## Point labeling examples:
▼▼▼

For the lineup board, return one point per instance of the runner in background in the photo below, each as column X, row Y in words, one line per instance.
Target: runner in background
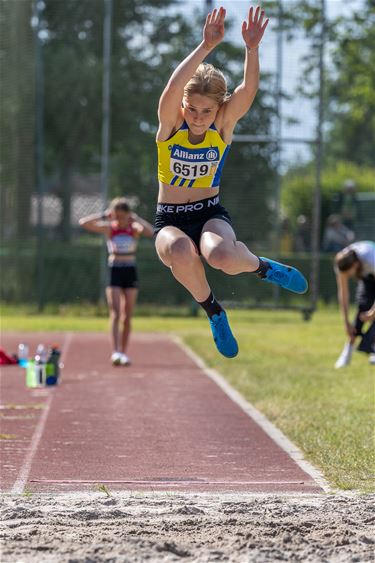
column 197, row 117
column 122, row 229
column 357, row 261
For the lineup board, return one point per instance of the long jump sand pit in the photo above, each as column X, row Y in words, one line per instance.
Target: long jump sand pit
column 172, row 526
column 158, row 462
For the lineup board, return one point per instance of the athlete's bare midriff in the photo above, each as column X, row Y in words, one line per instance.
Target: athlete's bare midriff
column 121, row 258
column 174, row 194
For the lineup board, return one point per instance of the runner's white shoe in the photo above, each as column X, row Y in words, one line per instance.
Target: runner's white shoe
column 345, row 357
column 125, row 361
column 116, row 358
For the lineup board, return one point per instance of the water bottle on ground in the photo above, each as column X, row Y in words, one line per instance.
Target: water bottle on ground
column 40, row 360
column 23, row 355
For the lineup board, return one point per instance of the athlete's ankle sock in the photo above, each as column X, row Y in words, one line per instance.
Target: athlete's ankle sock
column 211, row 306
column 262, row 268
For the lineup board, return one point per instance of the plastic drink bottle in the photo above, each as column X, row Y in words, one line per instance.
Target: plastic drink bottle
column 23, row 355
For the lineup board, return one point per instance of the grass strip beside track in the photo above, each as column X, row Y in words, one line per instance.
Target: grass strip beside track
column 285, row 369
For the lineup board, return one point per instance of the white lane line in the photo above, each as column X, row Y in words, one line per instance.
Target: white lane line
column 273, row 432
column 24, row 472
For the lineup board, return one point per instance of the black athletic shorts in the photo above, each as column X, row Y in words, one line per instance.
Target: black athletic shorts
column 190, row 217
column 365, row 298
column 123, row 275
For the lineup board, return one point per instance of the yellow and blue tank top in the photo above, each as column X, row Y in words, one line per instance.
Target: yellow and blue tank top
column 180, row 163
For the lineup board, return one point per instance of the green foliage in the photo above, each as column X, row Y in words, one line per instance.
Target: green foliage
column 149, row 41
column 349, row 93
column 299, row 184
column 285, row 369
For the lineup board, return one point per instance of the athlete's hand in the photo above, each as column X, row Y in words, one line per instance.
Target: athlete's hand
column 367, row 316
column 253, row 29
column 213, row 31
column 350, row 330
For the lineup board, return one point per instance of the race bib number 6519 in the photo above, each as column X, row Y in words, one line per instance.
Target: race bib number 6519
column 193, row 163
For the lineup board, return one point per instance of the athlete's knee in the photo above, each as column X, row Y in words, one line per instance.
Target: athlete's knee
column 115, row 315
column 177, row 251
column 220, row 256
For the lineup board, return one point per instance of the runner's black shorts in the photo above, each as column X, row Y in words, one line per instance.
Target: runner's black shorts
column 124, row 276
column 190, row 217
column 365, row 298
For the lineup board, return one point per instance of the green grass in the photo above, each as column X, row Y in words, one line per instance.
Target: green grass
column 285, row 369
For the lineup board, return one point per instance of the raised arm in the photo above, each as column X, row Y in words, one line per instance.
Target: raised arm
column 243, row 96
column 170, row 101
column 96, row 223
column 142, row 226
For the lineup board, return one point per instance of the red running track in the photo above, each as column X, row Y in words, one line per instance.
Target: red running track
column 159, row 424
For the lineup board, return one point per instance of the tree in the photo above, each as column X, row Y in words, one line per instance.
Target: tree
column 351, row 89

▲▲▲

## EXERCISE DETAILS:
Copy all of the entries above word for word, from the first to the last, and leave out the pictures.

## COMPLETE ANSWER:
For the lineup board, return one point per instance of the runner in background in the photo below, each as column X, row Y in words, one line per instance.
Target: runner in background
column 197, row 117
column 122, row 229
column 357, row 261
For the lineup board, return one point per instance of the long jump sand pit in the photo above, each as column X, row Y in words, one line per instance.
Target: long jump sand pit
column 172, row 526
column 158, row 462
For the lineup board, return one point per instance of the athlete's bare midriff in the photo above, each as column X, row Y in words, one line per instance.
Target: athlete's bare midriff
column 121, row 258
column 174, row 194
For the lineup board, return one point per instance of the runner's white shoe in the photo above, each as column X, row Y in words, one line per instance.
Target: runner's white shoe
column 345, row 357
column 125, row 361
column 116, row 358
For the lineup board, return one point per instance of the water bottle on ground in the photo above, each as column X, row Y in words, one line per instance.
Target: water bottle on ground
column 40, row 360
column 23, row 355
For the lineup board, return one point per instance of the athlete's ankle sock in the photo above, each as column X, row Y in words, one line per instance.
Target: athlete's ankle sock
column 211, row 306
column 262, row 268
For the lineup board, return one point per instance of the plastic drink bottle in the photo above, each as column X, row Y in words, one line per instance.
Target: plastic drink bottle
column 23, row 355
For the lineup board, return one point per instance of the grass strip beside track in the photo above, each as column X, row Y in words, one line per instance.
Target: grass strip beside track
column 285, row 369
For the lineup board, return one point per instance of the white lane line in the photo above, each as column X, row Y in words, one line per instance.
Target: white lane line
column 273, row 432
column 24, row 472
For the lineup board, return one point per instance of the black athletic shorts in the photo above, each as column X, row Y in words, one line per instance.
Target: black athletic shorts
column 190, row 217
column 365, row 298
column 123, row 275
For the lineup board, return one point per instance of the yellow and blue tank top in the photo above, each as column X, row Y in words, one line per instance.
Target: yellow and blue tank top
column 180, row 163
For the lineup board, return one point per instance of the green foliage in the photo above, each as column X, row Y in words, one line per instance.
Target: green foliage
column 149, row 41
column 349, row 93
column 299, row 184
column 285, row 369
For the lineup board, return one point per instance of the athlete's hand in the photo above, each as column X, row Y in words, one line per instance.
Target: athlete's hand
column 367, row 316
column 253, row 29
column 213, row 31
column 350, row 330
For the lineup board, return one point per instance of the race bib number 6519 in the photo above, each as column X, row Y in words, one line per instance.
Target: race bib number 6519
column 193, row 163
For the lineup board, return one point per instance of the athlete's knee in the photo above, each as column X, row Y in words, one line per instance.
Target: athlete's knee
column 115, row 315
column 177, row 251
column 220, row 256
For the lineup board, return one point per instance of the runner's black shorts in the photo above, each as column X, row Y in words, one line per instance.
Target: runner's black shorts
column 124, row 276
column 190, row 217
column 365, row 298
For the lineup board, return one point per instance of the green grass in the photo above, each as column X, row Y in words, one line per instance.
Target: green grass
column 285, row 369
For the lineup board, return one point per instance of the raised arm in the photo above, each as column X, row Y in words, one line per instance.
Target: raised arm
column 243, row 96
column 170, row 101
column 96, row 223
column 142, row 226
For the lineup board, return one point per instance of the red running track in the photo above, each as column X, row Y in words, one line per instance.
Target: red running track
column 159, row 424
For the lineup board, return one point per instance of the tree in the photo above, each as column X, row Y in words, one line per instance.
Target: tree
column 351, row 89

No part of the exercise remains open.